### Aim of the task
The expected response consists solely of the lines from the line with "Pick out each instance of the girl's shoe" through the last line of the material below, copied exactly.

■ ■ ■ ■ ■ ■ ■

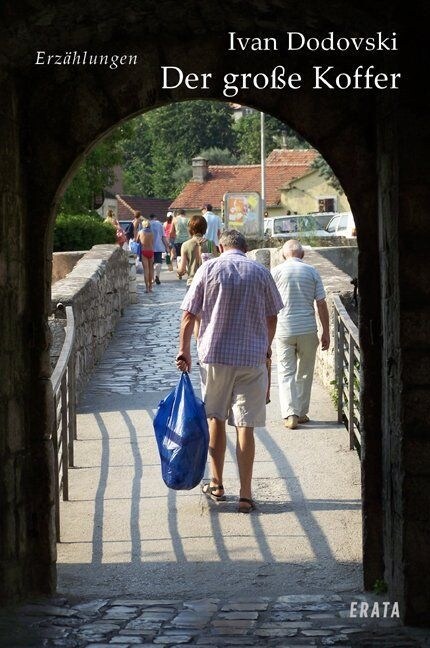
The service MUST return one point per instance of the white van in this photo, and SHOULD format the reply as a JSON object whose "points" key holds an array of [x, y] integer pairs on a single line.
{"points": [[342, 225], [301, 225]]}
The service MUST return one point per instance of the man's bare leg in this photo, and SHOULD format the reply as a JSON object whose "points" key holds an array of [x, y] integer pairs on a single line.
{"points": [[245, 453], [217, 446]]}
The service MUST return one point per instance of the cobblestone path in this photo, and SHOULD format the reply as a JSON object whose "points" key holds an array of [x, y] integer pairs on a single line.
{"points": [[139, 565], [302, 620]]}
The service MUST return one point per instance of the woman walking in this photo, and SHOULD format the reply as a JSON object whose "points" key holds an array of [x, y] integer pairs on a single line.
{"points": [[146, 239]]}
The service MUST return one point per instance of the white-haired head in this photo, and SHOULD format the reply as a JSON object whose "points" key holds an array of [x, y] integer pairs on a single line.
{"points": [[293, 248]]}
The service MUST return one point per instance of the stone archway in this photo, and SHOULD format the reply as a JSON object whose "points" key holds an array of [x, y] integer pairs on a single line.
{"points": [[51, 116]]}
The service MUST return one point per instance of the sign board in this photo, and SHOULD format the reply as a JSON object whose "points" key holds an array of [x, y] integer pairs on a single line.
{"points": [[243, 212]]}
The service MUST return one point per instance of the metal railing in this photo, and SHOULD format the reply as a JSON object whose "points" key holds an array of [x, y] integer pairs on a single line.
{"points": [[64, 426], [347, 368]]}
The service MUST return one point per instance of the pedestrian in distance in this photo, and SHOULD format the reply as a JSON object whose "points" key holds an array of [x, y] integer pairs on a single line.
{"points": [[193, 249], [120, 235], [146, 239], [238, 302], [181, 230], [301, 287], [137, 224], [214, 229], [160, 245], [170, 234]]}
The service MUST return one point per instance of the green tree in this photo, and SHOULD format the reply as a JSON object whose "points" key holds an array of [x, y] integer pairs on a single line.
{"points": [[213, 155], [137, 168], [327, 172], [167, 138], [248, 142], [95, 174]]}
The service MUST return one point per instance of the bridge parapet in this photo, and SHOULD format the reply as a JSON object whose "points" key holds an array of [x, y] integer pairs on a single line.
{"points": [[98, 290]]}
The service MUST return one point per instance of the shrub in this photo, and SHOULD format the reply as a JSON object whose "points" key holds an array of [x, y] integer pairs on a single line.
{"points": [[81, 232]]}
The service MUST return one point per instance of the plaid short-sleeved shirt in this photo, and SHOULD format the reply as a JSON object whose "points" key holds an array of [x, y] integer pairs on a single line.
{"points": [[233, 296]]}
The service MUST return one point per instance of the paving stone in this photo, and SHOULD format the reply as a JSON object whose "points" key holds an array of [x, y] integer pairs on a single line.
{"points": [[286, 624], [233, 623], [67, 622], [142, 602], [129, 641], [190, 618], [99, 627], [173, 639], [157, 616], [143, 624], [238, 615], [251, 607], [305, 607], [336, 639], [280, 615], [52, 632], [121, 612], [303, 598], [48, 610], [229, 631], [146, 633], [275, 632]]}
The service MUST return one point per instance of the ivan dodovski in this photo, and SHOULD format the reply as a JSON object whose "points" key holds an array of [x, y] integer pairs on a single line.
{"points": [[330, 42], [378, 42]]}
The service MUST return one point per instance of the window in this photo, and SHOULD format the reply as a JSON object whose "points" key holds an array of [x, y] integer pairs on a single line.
{"points": [[331, 227], [327, 204]]}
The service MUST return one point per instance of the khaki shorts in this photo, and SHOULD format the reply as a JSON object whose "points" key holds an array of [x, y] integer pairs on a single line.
{"points": [[235, 393]]}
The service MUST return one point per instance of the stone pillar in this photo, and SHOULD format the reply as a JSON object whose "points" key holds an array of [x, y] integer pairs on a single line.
{"points": [[405, 238], [27, 546]]}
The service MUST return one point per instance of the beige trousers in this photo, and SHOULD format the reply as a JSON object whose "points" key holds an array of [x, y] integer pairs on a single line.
{"points": [[296, 362]]}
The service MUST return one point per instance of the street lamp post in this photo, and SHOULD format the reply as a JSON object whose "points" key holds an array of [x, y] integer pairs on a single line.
{"points": [[263, 164]]}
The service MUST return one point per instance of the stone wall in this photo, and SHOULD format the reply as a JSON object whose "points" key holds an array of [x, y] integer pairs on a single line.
{"points": [[63, 263], [98, 289]]}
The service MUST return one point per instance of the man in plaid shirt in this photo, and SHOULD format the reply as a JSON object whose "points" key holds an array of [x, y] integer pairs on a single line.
{"points": [[238, 302]]}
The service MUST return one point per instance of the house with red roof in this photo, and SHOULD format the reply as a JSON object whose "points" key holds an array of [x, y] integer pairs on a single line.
{"points": [[127, 206], [291, 185]]}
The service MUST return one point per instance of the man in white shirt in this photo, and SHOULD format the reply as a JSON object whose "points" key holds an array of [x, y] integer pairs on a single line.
{"points": [[300, 286], [214, 228]]}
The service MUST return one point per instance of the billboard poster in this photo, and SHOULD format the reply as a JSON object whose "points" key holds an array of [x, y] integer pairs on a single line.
{"points": [[243, 211]]}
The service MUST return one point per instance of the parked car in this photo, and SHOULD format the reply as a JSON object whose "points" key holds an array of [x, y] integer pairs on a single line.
{"points": [[323, 218], [342, 225], [287, 226]]}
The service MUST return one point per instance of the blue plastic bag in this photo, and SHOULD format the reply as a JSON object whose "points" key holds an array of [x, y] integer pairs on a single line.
{"points": [[182, 434]]}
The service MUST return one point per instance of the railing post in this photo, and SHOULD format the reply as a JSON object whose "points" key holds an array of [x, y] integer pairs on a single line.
{"points": [[56, 473], [351, 357], [72, 409], [64, 437], [340, 371]]}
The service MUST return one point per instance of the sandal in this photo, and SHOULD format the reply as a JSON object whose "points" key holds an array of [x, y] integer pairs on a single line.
{"points": [[246, 509], [208, 490]]}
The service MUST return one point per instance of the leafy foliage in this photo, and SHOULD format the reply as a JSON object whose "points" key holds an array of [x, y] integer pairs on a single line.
{"points": [[214, 155], [327, 173], [166, 139], [156, 149], [95, 173], [247, 137], [81, 232]]}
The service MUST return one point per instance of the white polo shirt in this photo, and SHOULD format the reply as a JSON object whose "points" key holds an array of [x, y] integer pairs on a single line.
{"points": [[300, 285]]}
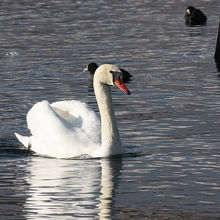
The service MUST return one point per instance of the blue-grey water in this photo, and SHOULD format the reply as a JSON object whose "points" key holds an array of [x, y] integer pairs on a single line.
{"points": [[169, 125]]}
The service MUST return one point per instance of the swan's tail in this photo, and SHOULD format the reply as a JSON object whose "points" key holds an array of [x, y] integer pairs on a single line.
{"points": [[26, 141]]}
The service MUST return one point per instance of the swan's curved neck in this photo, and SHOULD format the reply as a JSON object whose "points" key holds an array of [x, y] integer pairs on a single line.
{"points": [[111, 143]]}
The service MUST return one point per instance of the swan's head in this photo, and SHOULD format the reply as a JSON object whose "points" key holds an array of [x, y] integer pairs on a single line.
{"points": [[111, 75]]}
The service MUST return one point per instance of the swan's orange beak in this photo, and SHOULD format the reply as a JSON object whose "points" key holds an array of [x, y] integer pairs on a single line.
{"points": [[121, 86]]}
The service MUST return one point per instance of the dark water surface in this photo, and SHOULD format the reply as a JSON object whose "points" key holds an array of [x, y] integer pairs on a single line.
{"points": [[170, 123]]}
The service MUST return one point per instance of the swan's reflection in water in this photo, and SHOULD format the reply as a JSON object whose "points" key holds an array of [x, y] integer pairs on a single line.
{"points": [[71, 188]]}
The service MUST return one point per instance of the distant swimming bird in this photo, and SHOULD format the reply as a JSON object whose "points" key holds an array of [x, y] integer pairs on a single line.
{"points": [[194, 16], [126, 76]]}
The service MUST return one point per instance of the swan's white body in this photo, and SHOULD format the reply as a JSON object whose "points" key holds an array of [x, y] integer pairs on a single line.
{"points": [[70, 128]]}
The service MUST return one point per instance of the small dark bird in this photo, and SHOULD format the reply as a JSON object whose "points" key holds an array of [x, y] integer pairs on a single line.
{"points": [[194, 16], [93, 66]]}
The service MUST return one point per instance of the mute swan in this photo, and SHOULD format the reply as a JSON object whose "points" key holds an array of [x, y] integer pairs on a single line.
{"points": [[126, 76], [70, 128]]}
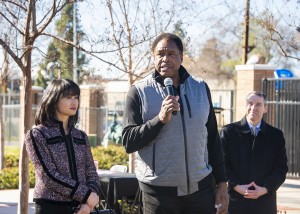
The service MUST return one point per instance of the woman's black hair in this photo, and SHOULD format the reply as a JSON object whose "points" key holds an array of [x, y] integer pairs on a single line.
{"points": [[168, 36], [47, 108]]}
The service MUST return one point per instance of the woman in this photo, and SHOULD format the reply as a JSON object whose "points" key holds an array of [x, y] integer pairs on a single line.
{"points": [[66, 180]]}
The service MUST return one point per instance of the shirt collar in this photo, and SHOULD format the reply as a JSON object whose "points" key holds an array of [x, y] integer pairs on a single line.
{"points": [[250, 125]]}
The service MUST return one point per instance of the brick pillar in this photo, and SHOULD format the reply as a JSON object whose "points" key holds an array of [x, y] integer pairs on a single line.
{"points": [[249, 78], [91, 117]]}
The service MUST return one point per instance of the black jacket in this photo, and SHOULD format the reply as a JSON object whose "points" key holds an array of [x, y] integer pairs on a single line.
{"points": [[262, 160]]}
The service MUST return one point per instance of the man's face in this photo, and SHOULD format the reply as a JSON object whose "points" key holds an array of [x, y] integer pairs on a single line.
{"points": [[167, 59], [255, 109]]}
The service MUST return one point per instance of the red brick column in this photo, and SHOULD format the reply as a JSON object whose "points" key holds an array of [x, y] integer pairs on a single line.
{"points": [[249, 78]]}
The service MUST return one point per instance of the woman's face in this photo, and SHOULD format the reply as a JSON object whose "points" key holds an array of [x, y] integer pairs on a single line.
{"points": [[66, 106]]}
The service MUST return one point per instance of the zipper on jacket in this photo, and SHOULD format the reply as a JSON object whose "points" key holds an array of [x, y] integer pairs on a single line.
{"points": [[153, 158], [70, 152], [185, 146], [188, 105]]}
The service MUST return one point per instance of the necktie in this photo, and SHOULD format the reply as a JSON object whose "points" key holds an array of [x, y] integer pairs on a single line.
{"points": [[254, 130]]}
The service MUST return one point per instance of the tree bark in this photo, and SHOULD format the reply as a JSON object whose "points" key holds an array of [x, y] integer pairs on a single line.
{"points": [[25, 125]]}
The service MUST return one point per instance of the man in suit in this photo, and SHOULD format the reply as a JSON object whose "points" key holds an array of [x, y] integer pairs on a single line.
{"points": [[256, 161]]}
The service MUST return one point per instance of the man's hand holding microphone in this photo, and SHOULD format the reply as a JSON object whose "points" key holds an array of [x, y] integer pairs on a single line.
{"points": [[170, 104]]}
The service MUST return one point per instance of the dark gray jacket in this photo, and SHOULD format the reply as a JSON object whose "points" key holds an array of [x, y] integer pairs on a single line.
{"points": [[186, 149]]}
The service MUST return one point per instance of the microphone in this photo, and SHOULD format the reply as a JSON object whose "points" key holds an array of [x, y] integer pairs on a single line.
{"points": [[169, 85]]}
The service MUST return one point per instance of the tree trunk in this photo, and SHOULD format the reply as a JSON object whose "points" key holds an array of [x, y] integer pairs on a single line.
{"points": [[1, 138], [25, 115]]}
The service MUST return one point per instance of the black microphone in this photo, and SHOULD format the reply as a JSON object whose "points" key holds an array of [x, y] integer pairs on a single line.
{"points": [[169, 85]]}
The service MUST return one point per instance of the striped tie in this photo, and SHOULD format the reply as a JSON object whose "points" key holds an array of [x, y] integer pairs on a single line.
{"points": [[254, 131]]}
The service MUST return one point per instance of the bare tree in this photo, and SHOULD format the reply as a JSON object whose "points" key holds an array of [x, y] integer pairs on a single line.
{"points": [[3, 81], [29, 19]]}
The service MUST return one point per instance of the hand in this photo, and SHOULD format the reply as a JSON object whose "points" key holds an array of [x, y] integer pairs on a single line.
{"points": [[169, 104], [84, 209], [254, 192], [221, 201], [93, 200]]}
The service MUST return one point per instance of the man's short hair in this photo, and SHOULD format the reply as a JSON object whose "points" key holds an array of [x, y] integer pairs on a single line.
{"points": [[257, 93], [168, 36]]}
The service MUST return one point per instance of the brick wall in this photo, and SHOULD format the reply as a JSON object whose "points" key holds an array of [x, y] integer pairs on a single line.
{"points": [[249, 78]]}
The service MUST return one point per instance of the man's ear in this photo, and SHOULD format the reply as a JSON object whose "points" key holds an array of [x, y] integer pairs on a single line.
{"points": [[266, 108]]}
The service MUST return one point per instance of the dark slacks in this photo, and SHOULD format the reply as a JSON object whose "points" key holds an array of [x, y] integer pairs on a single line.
{"points": [[200, 202], [53, 208]]}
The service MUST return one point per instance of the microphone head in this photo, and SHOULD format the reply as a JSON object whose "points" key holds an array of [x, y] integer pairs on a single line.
{"points": [[168, 81]]}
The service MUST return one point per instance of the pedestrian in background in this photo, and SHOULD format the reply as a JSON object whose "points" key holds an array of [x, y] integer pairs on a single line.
{"points": [[256, 160], [66, 178], [179, 153]]}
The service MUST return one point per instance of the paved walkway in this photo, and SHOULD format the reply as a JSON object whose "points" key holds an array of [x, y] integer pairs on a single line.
{"points": [[288, 199]]}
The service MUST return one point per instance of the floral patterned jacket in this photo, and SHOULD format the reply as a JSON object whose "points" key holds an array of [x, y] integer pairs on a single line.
{"points": [[64, 166]]}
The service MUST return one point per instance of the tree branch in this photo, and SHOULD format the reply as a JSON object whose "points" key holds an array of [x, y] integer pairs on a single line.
{"points": [[11, 23], [12, 54], [15, 3], [85, 51]]}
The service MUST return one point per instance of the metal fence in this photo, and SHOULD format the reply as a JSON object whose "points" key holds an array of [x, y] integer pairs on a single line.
{"points": [[284, 112], [98, 120], [101, 118]]}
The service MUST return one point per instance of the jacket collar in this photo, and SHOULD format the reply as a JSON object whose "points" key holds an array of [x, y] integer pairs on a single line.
{"points": [[57, 124], [183, 75]]}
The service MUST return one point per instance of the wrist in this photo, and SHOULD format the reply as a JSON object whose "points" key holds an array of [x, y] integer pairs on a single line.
{"points": [[91, 207]]}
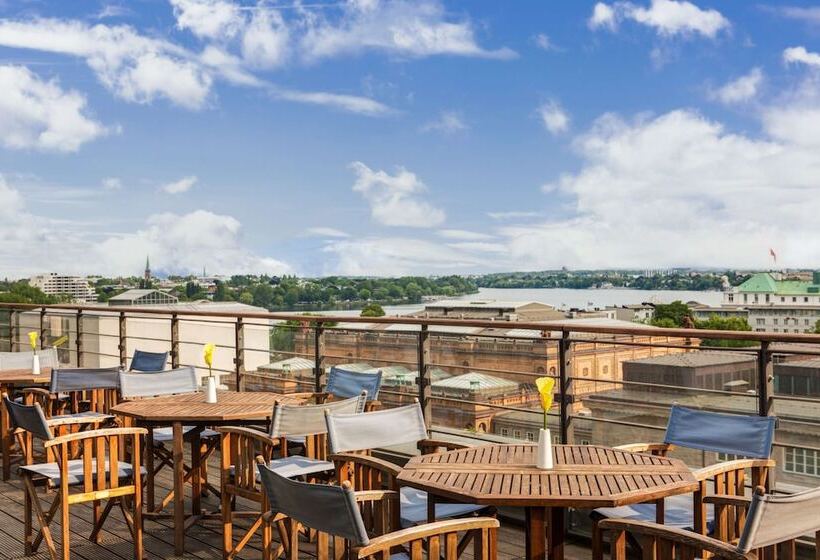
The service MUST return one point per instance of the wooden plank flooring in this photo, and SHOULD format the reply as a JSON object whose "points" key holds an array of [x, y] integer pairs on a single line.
{"points": [[203, 541]]}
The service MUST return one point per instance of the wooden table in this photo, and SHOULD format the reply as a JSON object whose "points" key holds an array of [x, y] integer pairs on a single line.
{"points": [[583, 477], [231, 408], [8, 379]]}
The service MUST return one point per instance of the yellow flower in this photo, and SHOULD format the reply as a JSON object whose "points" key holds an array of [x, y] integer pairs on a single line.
{"points": [[209, 354], [545, 386]]}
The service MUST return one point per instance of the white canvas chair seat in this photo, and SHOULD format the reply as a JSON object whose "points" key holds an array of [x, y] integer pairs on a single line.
{"points": [[296, 465], [162, 435], [677, 513], [51, 471], [414, 508]]}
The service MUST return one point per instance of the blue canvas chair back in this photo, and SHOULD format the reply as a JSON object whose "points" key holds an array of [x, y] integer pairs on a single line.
{"points": [[325, 508], [84, 379], [734, 434], [346, 384], [29, 418], [148, 362], [172, 382]]}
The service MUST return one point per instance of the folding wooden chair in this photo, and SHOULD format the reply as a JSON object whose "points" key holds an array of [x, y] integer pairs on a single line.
{"points": [[334, 514], [99, 474], [157, 455], [242, 446]]}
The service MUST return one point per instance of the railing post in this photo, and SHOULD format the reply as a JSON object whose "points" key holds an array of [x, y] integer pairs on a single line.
{"points": [[42, 328], [79, 341], [565, 387], [765, 380], [122, 346], [174, 341], [318, 356], [423, 381], [239, 354]]}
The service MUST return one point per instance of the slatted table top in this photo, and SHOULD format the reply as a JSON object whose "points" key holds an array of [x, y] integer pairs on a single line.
{"points": [[192, 407], [584, 476], [24, 375]]}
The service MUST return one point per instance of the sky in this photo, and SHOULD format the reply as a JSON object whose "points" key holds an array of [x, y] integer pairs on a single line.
{"points": [[378, 137]]}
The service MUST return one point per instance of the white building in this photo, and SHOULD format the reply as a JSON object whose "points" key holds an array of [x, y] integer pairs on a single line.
{"points": [[54, 284]]}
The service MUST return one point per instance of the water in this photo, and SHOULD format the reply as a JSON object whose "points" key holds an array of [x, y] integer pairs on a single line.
{"points": [[564, 298]]}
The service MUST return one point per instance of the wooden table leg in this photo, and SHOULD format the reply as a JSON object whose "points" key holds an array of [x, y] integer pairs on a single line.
{"points": [[557, 532], [536, 531], [6, 435], [179, 491]]}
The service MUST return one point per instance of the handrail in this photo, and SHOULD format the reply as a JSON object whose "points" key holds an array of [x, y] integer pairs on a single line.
{"points": [[553, 326]]}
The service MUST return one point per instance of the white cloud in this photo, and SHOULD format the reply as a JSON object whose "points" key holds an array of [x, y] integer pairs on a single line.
{"points": [[112, 184], [543, 42], [554, 118], [180, 186], [603, 16], [212, 19], [799, 55], [409, 28], [666, 17], [395, 199], [326, 232], [740, 89], [38, 114], [448, 122], [463, 235]]}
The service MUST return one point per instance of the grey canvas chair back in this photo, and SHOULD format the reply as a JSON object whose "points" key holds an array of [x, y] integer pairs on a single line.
{"points": [[29, 418], [775, 519], [344, 384], [382, 428], [309, 419], [172, 382], [325, 508], [148, 362], [23, 360], [735, 434], [84, 379]]}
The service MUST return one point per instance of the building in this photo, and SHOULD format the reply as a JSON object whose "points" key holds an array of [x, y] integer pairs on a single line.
{"points": [[490, 310], [776, 303], [53, 284], [725, 371], [142, 297]]}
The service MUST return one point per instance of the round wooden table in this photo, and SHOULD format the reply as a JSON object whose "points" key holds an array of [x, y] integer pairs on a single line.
{"points": [[8, 380], [232, 408], [584, 476]]}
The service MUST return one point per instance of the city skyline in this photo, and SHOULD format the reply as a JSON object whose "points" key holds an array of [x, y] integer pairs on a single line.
{"points": [[386, 138]]}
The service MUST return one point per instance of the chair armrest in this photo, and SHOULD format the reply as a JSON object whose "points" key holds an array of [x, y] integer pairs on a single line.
{"points": [[706, 473], [366, 460], [726, 500], [681, 536], [653, 448], [405, 536], [427, 446]]}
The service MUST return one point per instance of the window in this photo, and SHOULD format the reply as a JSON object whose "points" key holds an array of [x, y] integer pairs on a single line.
{"points": [[802, 461]]}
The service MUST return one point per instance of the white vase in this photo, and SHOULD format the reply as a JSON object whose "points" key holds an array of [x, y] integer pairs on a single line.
{"points": [[210, 389], [543, 458]]}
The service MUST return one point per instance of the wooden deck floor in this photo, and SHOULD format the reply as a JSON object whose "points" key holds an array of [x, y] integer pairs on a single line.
{"points": [[203, 541]]}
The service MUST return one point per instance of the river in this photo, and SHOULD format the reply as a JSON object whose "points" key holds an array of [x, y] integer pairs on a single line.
{"points": [[564, 298]]}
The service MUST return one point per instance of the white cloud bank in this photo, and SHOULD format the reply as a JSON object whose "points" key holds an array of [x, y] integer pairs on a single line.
{"points": [[665, 17], [180, 243], [40, 115], [395, 200]]}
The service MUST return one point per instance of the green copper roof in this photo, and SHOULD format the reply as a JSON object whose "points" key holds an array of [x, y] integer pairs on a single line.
{"points": [[763, 282]]}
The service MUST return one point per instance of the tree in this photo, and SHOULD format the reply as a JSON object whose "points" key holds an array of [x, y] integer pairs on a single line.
{"points": [[372, 310], [676, 312]]}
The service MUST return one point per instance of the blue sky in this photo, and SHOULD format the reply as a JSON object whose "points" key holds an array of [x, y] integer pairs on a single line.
{"points": [[425, 137]]}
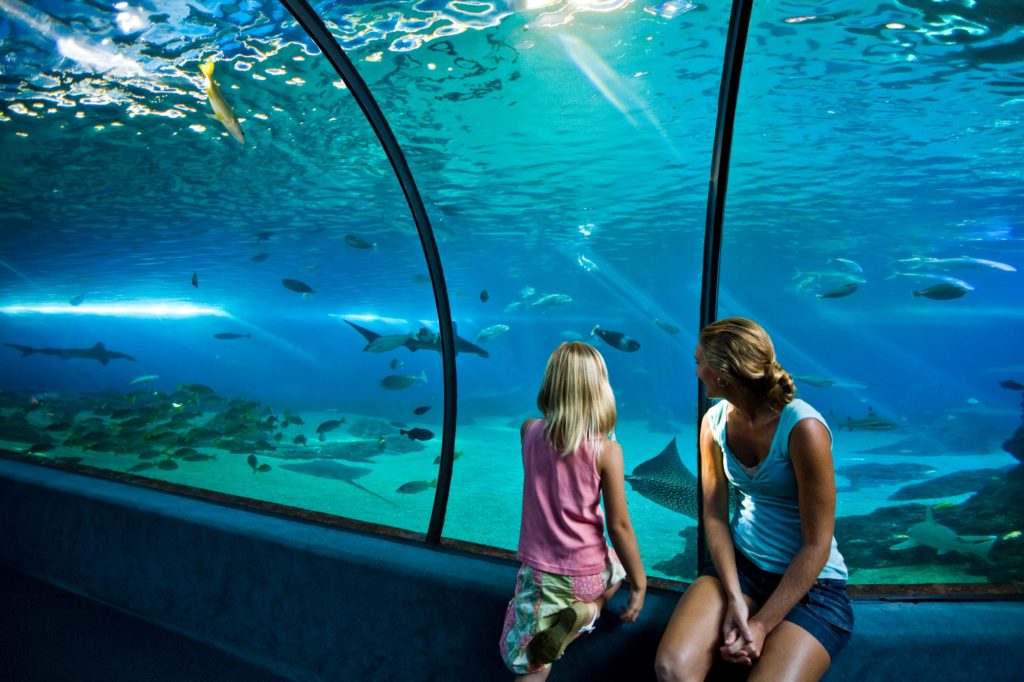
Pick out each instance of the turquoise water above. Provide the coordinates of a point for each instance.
(563, 155)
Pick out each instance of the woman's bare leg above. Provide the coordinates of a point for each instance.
(690, 643)
(791, 654)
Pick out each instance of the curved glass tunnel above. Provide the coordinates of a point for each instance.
(273, 301)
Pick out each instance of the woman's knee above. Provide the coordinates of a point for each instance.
(674, 667)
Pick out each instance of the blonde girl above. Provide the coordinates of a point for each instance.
(570, 464)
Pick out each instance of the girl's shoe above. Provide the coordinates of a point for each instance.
(549, 644)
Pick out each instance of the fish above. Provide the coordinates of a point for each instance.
(551, 301)
(221, 110)
(869, 423)
(825, 382)
(458, 454)
(488, 333)
(335, 471)
(942, 292)
(397, 382)
(665, 480)
(840, 291)
(944, 540)
(966, 261)
(809, 281)
(872, 474)
(255, 466)
(197, 389)
(416, 486)
(417, 434)
(425, 340)
(97, 352)
(851, 265)
(329, 426)
(615, 339)
(298, 287)
(357, 242)
(383, 344)
(666, 327)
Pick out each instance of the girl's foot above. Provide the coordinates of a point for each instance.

■ ■ ■ ■ ■ ■ ■

### Written reply
Pick out each instance of the girl's shoe above. Provide the coordinates of a point for each instance.
(549, 644)
Pick out each instance of the fish above. Provide the coordinates of a point for each instance.
(551, 301)
(221, 110)
(869, 423)
(825, 382)
(458, 454)
(488, 333)
(335, 471)
(942, 292)
(397, 382)
(665, 480)
(840, 291)
(944, 540)
(966, 261)
(809, 281)
(872, 474)
(255, 466)
(197, 389)
(416, 486)
(417, 434)
(425, 340)
(97, 352)
(851, 265)
(329, 426)
(615, 339)
(298, 287)
(357, 242)
(383, 344)
(666, 327)
Pick out each instance of the girl's foot above. Provide the coordinates of a point for each instance.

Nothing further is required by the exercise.